# SUPPLIED RECORDS start

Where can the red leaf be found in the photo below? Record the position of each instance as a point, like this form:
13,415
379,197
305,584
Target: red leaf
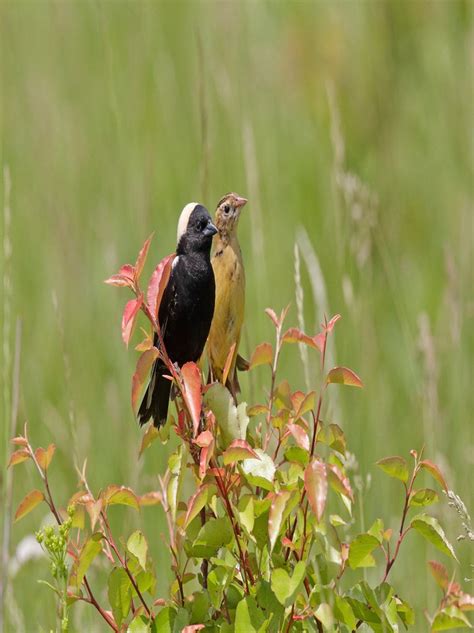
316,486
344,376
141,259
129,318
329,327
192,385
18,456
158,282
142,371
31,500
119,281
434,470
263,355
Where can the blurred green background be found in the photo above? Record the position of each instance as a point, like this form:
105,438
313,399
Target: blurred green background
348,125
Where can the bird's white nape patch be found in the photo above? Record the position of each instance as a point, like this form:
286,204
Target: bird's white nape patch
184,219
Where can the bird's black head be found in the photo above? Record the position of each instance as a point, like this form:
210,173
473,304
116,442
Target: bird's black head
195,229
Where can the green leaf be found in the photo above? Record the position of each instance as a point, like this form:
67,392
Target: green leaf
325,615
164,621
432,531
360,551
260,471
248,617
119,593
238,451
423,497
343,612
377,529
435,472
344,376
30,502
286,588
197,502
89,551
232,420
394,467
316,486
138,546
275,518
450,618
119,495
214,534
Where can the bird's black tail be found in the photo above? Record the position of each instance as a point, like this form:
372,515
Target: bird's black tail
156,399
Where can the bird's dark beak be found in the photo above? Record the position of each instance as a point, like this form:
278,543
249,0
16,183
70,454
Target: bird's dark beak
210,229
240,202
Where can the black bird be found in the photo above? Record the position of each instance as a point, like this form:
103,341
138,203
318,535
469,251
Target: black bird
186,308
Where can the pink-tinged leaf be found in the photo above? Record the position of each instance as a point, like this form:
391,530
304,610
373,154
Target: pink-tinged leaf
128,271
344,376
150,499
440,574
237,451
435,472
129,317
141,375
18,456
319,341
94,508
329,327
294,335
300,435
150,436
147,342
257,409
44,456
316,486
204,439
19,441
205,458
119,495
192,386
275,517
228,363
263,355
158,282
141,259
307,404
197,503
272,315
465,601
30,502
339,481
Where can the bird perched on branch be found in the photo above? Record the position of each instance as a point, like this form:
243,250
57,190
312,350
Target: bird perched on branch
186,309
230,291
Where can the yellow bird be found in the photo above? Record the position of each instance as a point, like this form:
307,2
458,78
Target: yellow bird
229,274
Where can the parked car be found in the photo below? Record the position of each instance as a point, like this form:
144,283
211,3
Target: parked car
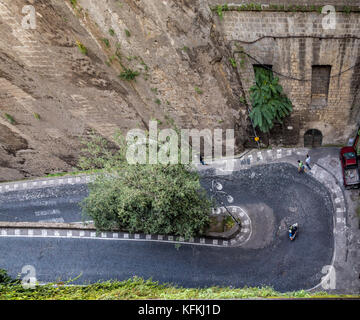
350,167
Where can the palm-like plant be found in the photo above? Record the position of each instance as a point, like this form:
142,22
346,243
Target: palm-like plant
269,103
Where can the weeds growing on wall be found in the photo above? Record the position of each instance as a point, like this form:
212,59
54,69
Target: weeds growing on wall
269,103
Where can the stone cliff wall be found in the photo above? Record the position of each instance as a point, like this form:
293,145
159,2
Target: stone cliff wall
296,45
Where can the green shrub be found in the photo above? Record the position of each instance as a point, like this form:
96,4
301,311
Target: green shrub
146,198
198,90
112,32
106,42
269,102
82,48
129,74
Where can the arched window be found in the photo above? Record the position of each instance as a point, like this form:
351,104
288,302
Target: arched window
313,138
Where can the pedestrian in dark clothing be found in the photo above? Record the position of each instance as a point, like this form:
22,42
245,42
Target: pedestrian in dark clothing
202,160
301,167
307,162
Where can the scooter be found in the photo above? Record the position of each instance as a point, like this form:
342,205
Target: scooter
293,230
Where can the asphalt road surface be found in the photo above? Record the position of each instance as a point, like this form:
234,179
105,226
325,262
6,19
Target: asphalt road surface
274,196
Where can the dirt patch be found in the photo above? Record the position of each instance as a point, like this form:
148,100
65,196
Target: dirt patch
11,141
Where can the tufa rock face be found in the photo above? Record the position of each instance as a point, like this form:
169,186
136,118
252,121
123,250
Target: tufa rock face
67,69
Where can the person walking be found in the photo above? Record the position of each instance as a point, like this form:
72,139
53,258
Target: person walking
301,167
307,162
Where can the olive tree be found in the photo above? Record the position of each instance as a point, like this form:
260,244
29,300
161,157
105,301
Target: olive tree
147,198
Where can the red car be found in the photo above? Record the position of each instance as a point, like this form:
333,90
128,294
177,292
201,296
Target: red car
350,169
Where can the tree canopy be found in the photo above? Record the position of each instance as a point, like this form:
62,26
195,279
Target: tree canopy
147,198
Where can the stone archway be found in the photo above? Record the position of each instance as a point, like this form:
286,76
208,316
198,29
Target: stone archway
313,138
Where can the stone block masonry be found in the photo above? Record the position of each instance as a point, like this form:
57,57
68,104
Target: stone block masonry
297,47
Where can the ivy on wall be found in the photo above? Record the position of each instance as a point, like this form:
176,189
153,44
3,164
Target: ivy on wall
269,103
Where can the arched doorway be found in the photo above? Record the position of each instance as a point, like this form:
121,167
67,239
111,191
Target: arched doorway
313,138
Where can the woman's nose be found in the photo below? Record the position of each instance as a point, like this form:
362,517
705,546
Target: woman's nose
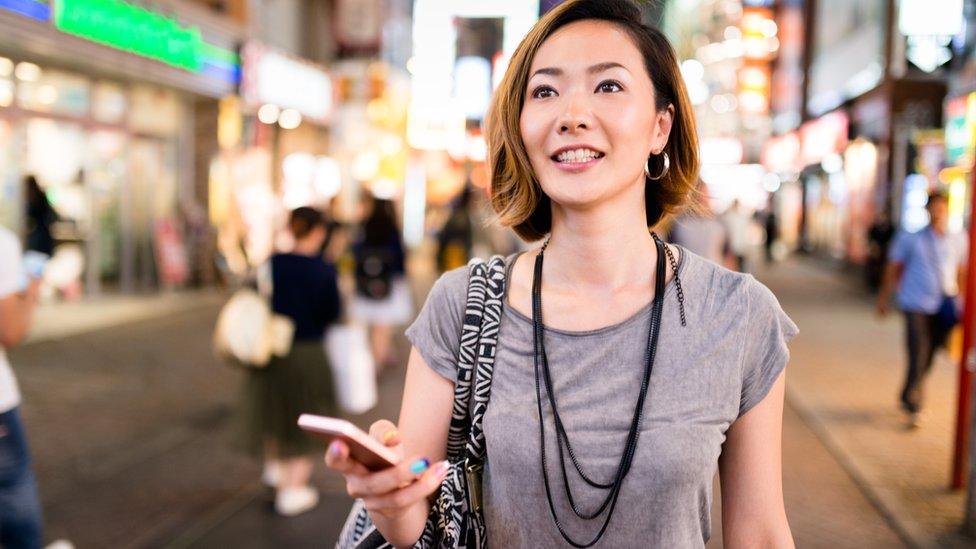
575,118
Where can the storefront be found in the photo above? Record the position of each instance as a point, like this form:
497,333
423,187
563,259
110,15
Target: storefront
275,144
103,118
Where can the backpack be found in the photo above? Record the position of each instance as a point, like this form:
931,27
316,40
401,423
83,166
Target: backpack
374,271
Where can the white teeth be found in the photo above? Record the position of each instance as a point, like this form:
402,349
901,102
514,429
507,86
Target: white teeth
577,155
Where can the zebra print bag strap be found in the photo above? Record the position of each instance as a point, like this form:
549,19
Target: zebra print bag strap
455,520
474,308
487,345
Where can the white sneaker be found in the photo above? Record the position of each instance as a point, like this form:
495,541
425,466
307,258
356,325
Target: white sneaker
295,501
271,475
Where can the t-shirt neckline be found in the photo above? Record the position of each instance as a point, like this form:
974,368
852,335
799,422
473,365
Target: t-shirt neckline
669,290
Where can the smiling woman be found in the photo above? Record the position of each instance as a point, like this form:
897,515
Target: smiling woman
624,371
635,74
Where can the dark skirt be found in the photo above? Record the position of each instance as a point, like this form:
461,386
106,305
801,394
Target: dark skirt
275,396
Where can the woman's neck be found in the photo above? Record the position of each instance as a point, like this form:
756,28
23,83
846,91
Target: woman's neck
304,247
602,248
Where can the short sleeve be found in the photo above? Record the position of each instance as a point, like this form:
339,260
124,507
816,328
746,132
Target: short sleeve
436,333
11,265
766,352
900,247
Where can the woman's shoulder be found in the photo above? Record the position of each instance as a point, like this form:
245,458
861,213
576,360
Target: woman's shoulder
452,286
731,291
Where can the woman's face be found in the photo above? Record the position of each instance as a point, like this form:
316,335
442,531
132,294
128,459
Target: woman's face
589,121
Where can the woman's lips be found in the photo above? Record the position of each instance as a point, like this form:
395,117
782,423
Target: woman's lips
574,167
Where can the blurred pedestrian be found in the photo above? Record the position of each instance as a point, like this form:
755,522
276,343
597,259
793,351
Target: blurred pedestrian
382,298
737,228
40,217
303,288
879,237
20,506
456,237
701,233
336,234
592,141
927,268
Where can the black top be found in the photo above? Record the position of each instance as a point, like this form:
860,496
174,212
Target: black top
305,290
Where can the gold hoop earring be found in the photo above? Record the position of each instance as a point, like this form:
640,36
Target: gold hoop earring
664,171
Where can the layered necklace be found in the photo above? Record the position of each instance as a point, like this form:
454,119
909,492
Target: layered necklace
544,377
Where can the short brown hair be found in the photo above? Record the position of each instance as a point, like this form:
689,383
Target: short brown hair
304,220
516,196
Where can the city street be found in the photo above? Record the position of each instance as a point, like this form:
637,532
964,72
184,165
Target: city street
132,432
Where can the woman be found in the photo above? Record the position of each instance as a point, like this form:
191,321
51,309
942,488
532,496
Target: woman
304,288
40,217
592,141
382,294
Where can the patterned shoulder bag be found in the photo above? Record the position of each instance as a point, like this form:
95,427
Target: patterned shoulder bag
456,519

# SUPPLIED RECORDS end

- AIM
Leave out the pictures and output the rest of the material exactly as written.

- THE RESPONSE
Where can the red leaf be found in the photo below? Record the position of each instance as a point, like this form:
13,415
379,197
305,584
Target: red leaf
316,486
344,376
141,259
129,318
329,327
192,385
18,456
158,282
142,371
31,500
119,281
434,470
263,355
Where can the blurred green background be found in the photo above? Record the position of each instance as a point, like this form:
105,438
313,399
Target: blurred green background
348,125
Where can the bird's white nape patch be found in the photo above? Record the position of each instance as a point, like this form:
286,204
Target: bird's white nape patch
184,219
Where can the bird's black head be found in the photo above? Record the position of each instance as a point, like this form:
210,173
473,304
116,442
Target: bird's black head
195,229
Where can the green leaf be found in the photo above? Record the position of each instance as a point, like this form:
67,392
Target: green leaf
325,615
164,621
432,531
360,551
260,471
248,617
119,593
238,451
423,497
343,612
377,529
435,472
344,376
30,502
286,588
197,502
89,551
232,420
394,467
316,486
138,546
275,518
450,618
119,495
214,534
Where can the bird's black tail be found in the photo above? Record the position of each instance as a point, like this form:
372,515
Target: bird's black tail
156,399
Where can the bird's dark beak be found in the photo above? Record the position of each instance as a point, like this form:
278,543
249,0
16,183
70,454
Target: bird's dark beak
210,229
240,202
Where can the black bird be found in the photo above? Record the position of each instance as a point, like this form:
103,341
138,203
318,535
469,251
Target: black bird
186,308
Where can the pink-tinged leaf be found in the photo above? Record the position of each instance as a point, like this form:
391,530
304,610
373,154
Target: pink-tinged leaf
128,271
344,376
150,499
440,574
237,451
435,472
129,317
141,375
18,456
319,341
94,508
329,327
294,335
300,435
150,436
147,342
257,409
44,456
316,486
204,439
19,441
205,458
119,495
192,386
275,517
228,363
263,355
158,282
141,259
307,404
197,503
272,315
465,601
30,502
339,481
Where can the bird perched on branch be found in the photo above? Record the position of each instance as a point, like this form:
243,250
57,190
312,350
Target: bird perched on branch
186,309
230,291
Where can the yellow bird be found in the photo above? Record the position of each instance as a point, like this form:
307,2
458,78
Target: yellow bird
229,274
Where can the parked car be found in the photo below? Record the position of each instance as a point, like this form:
144,283
211,3
Target: parked car
350,167
Where can the palm-like plant be found in the photo above? Record the position of each instance as a point, like this form:
142,22
346,243
Target: palm-like plant
269,103
Where can the weeds growing on wall be found in the photo above? Record the position of each instance as a point, like this form:
212,59
54,69
Target: weeds growing on wall
269,103
Where can the stone cliff wall be found in the photo above? Record the position of each instance as a point, like this form:
293,145
159,2
Target: stone cliff wall
296,45
Where can the green shrub be found in the photo above? Record the position of each instance as a point, like this form:
96,4
301,311
Target: green shrub
146,198
198,90
112,32
106,42
269,102
82,48
129,74
Where can the arched window be found in the photo above? Record the position of each instance as a point, like this form:
351,104
288,302
Target: arched window
313,138
Where can the pedestrian in dark clothing be found in the photo above? Record the position of each instance as a point, like this form:
22,42
245,42
Target: pedestrian in dark clothing
202,160
301,167
307,162
Where can the scooter be found in the photo above? Record the position of each instance as a point, like this form:
342,205
Target: scooter
293,230
Where can the asphalt road surface be found in the photo above? Record the position of each instance as a point, like this form:
234,179
105,226
325,262
6,19
Target: asphalt road surface
274,196
Where can the dirt patch be found in the photo above? Record the position of each instance as a point, like this form:
148,100
65,196
Target: dirt patch
11,141
Where can the tufa rock face be found in the photo above? Record the position of each instance as a point, like this form:
169,186
136,118
252,121
123,250
Target: tufa rock face
67,69
Where can the person walking be found in the photo above? Record the position of each instance as a point, like this form:
72,139
53,258
Target: person walking
301,167
307,162
Where can the olive tree be found in the photo above? Record the position of each instance as a point, like this form:
260,244
29,300
161,157
105,301
Target: olive tree
147,198
Where can the red car be found in the photo above? Record the position of each instance as a point, like this form:
333,90
128,294
177,292
201,296
Target: red car
350,169
Where can the tree canopy be found in the photo above? Record the position of each instance as a point, like this form:
62,26
195,279
Target: tree canopy
147,198
Where can the stone archway be found in the photo above? Record the position of each instance as a point, like this form:
286,76
208,316
198,29
Target: stone archway
313,138
Where can the stone block masonry be found in the photo above? Record the position of each instance as a point, like this form:
57,57
68,104
Target: stone block masonry
297,47
Where can the ivy on wall be found in the photo above? Record the position of each instance as a point, like this form:
176,189
153,44
3,164
Target: ivy on wall
269,103
Where can the arched doorway be found in the photo above? Record the position of each instance as a point, like this form:
121,167
67,239
111,191
Target: arched doorway
313,138
Where can the woman's nose be found in the photo below? Record the position of each instance as a point, like this form:
362,517
705,546
Target: woman's nose
575,118
Where can the storefront be found in the photo above? Record the position of each instance as a point, like this form:
497,333
423,187
563,259
110,15
Target: storefront
275,144
103,118
Where can the backpack be found in the photo above? Record the position of each instance as a point, like this form:
931,27
316,40
401,423
83,166
Target: backpack
374,271
Where can the white teeth be found in the photo above? Record the position of each instance as a point, like this form:
402,349
901,102
514,429
507,86
Target: white teeth
577,155
Where can the zebra print bag strap be found in the photo above? Record the position of each instance as a point, like this form:
549,19
Target: zebra print bag strap
455,520
474,308
487,345
Where can the white sneaker be found in the photo above? Record the position of each instance as a point, like this form:
495,541
425,466
307,258
356,325
Target: white sneaker
295,501
271,475
Where can the t-shirt neckline be found in the photo above? Record the position of each instance as a point, like this form:
974,368
852,335
799,422
473,365
Target: t-shirt neckline
669,290
Where can the smiling woman be found in the photo above? Record the position of each instance as a point, like this form:
897,515
Target: smiling woman
624,371
635,74
Where can the dark skirt be found in the photo above? Record the position of each instance as a point, like this form:
461,386
106,305
801,394
Target: dark skirt
275,396
Where can the woman's neck be found in the photo above? Record the position of each instance as a point, like this form:
756,28
23,83
846,91
Target: woman's neck
304,247
602,248
Where can the short sleeve be found in the photo above? Record the position of each instance as a point, like this form:
339,260
124,507
816,328
746,132
Target: short sleeve
436,333
11,265
766,352
900,247
Where can the woman's shoulder be found in the photo above? Record the position of each instance as a point, like this form:
245,458
861,213
576,360
Target: woman's shoulder
452,286
731,291
Where can the woman's face be found in the photo above? Record the position of each instance as a point, like this form:
316,335
442,531
132,294
128,459
Target: woman's face
589,121
Where can the woman's lips be found in the photo above? Record the position of each instance as a point, like this form:
395,117
782,423
Target: woman's lips
574,167
Where can the blurred pedestrian be found in the photo above? Record the position of each instance as a point, like this form:
755,522
276,343
597,259
793,351
Target: blurred pedestrian
382,298
737,228
40,217
303,288
879,237
20,506
456,237
701,233
336,234
592,141
927,268
Where can the black top be found in the photo above? Record the position of each instance as a point, like this form:
860,496
174,212
Target: black top
305,290
Where can the gold hoop earring be found in the photo above? Record the position of each instance as a point, like this form:
640,36
Target: gold hoop earring
664,171
Where can the layered necklace be found in the photo above? Record the position of each instance as a point, like this form:
454,119
909,492
Target: layered necklace
544,377
Where can the short brown hair be found in the photo above? Record the position of each instance as a point, like this form:
689,383
Target: short brown hair
304,220
516,196
Where can the city street be found in the photo above? Record the position of each instance as a point, like this form:
637,532
964,72
184,165
Target: city street
132,432
Where can the woman be found in the photo above? Record the position of each instance as a point, like this form:
191,321
51,309
942,488
532,496
Target: woman
304,288
40,217
592,141
382,294
Where can the patterned shoulder bag be found in the photo above? Record the position of each instance as a point, like this form:
95,427
Target: patterned shoulder bag
456,519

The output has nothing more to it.